Vorgegebener Text »
______
Keine pauschale Energieeffizienzvorgaben für die Chemie
Kluge Energiepolitik betreiben, heißt auch Energie einsparen. Energieeffizienz ist seit Jahrzehnten alleine aus wirtschaftlichen Gründen ein wesentliches Ziel der Industrie. Das auf Bundesebene geplante Energieeffizienzgesetz findet hier keine Erwähnung. Avisiert sind u.a. Energieeffizienzvorgaben basierend auf Vergleichsmaßstäben aufzustellen. Diese wären in der Praxis jedoch nicht umsetzbar. Warum? Chemische Anlagen, insbesondere der Großchemie stellen in ihrer technischen Konfiguration Individuen dar. Grenzwerte oder Energieeffizienzwerte festzulegen bedürfe jedes Mal einer Einzelfallprüfung.
______
Material »
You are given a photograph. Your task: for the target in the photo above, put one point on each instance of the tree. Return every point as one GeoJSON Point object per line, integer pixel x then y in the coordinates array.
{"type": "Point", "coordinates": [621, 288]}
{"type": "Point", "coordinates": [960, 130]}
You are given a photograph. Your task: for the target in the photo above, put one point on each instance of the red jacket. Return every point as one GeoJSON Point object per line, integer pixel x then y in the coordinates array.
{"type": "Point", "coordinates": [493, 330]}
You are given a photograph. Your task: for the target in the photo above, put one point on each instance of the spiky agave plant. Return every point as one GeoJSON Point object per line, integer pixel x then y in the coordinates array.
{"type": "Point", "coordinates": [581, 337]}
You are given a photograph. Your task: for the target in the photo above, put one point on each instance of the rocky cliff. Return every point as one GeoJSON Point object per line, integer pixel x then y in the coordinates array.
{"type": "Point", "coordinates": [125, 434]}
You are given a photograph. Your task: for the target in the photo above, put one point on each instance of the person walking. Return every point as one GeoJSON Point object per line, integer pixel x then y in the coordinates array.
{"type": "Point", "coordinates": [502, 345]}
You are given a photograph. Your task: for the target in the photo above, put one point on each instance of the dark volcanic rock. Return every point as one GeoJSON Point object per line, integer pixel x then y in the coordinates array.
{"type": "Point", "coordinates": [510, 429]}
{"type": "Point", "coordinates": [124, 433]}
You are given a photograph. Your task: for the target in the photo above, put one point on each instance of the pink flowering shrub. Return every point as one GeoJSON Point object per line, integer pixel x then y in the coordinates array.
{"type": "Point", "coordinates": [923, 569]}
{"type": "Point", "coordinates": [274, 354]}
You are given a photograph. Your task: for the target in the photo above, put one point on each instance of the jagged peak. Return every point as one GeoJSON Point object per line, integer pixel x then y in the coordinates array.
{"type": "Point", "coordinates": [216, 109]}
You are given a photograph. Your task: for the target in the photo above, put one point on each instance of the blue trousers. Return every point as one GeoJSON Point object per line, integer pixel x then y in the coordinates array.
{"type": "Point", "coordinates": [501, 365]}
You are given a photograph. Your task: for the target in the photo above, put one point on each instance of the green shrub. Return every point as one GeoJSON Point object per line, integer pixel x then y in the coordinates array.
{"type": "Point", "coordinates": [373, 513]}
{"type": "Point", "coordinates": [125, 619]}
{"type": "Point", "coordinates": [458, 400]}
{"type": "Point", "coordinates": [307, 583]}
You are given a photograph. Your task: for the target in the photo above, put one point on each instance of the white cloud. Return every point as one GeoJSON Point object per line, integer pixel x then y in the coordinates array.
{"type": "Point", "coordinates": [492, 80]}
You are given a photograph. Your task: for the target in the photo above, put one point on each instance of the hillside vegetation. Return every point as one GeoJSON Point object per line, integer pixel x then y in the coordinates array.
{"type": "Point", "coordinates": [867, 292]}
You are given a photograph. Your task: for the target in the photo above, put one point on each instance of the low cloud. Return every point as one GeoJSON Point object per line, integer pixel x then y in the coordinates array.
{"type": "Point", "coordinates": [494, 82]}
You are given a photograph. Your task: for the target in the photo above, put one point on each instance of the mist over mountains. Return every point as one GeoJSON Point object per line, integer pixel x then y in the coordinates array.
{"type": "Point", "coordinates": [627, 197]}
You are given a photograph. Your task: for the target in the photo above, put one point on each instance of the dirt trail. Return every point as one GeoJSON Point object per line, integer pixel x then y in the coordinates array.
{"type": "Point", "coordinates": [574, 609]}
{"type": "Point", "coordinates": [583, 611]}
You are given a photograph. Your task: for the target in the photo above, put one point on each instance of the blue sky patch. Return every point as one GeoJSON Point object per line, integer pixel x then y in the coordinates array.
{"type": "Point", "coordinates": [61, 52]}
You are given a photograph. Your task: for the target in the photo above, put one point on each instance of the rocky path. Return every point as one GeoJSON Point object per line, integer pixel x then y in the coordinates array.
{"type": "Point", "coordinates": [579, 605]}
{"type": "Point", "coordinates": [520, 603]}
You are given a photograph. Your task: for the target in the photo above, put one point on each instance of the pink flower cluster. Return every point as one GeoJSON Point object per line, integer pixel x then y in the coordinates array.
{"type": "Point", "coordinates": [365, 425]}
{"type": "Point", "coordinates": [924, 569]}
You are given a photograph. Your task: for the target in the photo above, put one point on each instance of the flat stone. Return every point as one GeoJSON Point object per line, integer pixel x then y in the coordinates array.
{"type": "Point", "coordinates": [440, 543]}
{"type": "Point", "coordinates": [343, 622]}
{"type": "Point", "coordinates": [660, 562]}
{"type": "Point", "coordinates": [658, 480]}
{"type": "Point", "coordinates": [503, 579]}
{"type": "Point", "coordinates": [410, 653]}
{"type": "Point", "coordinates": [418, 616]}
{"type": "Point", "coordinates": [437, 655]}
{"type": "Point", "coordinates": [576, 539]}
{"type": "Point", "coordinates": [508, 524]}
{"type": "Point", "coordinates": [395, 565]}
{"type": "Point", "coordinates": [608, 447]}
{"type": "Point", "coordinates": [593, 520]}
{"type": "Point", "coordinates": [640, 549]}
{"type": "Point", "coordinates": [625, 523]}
______
Geben Sie aus dem Text zur Energieeffizienz den Abschnitt zwischen „Keine pauschale Energieeffizienzvorgaben“ und „Mal einer Einzelfallprüfung.“ einschließlich beider Grenzen wortgetreu aus. Für die Bearbeitung dient allein der Text zur Energieeffizienz, nicht die Einträge.

Erwartete Ausgabe »
Keine pauschale Energieeffizienzvorgaben für die Chemie
Kluge Energiepolitik betreiben, heißt auch Energie einsparen. Energieeffizienz ist seit Jahrzehnten alleine aus wirtschaftlichen Gründen ein wesentliches Ziel der Industrie. Das auf Bundesebene geplante Energieeffizienzgesetz findet hier keine Erwähnung. Avisiert sind u.a. Energieeffizienzvorgaben basierend auf Vergleichsmaßstäben aufzustellen. Diese wären in der Praxis jedoch nicht umsetzbar. Warum? Chemische Anlagen, insbesondere der Großchemie stellen in ihrer technischen Konfiguration Individuen dar. Grenzwerte oder Energieeffizienzwerte festzulegen bedürfe jedes Mal einer Einzelfallprüfung.